- Problem set:
a – Name every musical instrument that the Te Vaka review says the band uses.
b – Reproduce the Te Vaka review word for word. Begin at the words "Live at Apia" and stop after "what they do.".

- Given text:

Read Songlines Magazine UK

Live at Apia Park DVD (Warm Earth Records WMDVD 1004

An Emotional homecoming gig from a group well-suited to DVD
Te Vaka (it means ‘the canoe’) are by far the best of modern Polynesian bands, as anyone who has caught them live at WOMAD or elsewhere will testify. Blending musical styles from across the Pacific region with Western rock influences and using traditional slit-log and skin drums alongside kit-drums, bass and guitars, they’re impressive enough on CD. But if ever the DVD format was tailormade to showcase a band’s skills, it has to be Te Vaka, for their dancing and on-stage exuberance are integral and dramatic elements of what they do.

- Given information:

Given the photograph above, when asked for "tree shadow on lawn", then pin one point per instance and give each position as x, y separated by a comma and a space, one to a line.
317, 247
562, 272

- Answers to the exercise:
a –
- slit-log drums
- skin drums
- kit-drums
- bass
- guitars

b –
Live at Apia Park DVD (Warm Earth Records WMDVD 1004

An Emotional homecoming gig from a group well-suited to DVD
Te Vaka (it means ‘the canoe’) are by far the best of modern Polynesian bands, as anyone who has caught them live at WOMAD or elsewhere will testify. Blending musical styles from across the Pacific region with Western rock influences and using traditional slit-log and skin drums alongside kit-drums, bass and guitars, they’re impressive enough on CD. But if ever the DVD format was tailormade to showcase a band’s skills, it has to be Te Vaka, for their dancing and on-stage exuberance are integral and dramatic elements of what they do.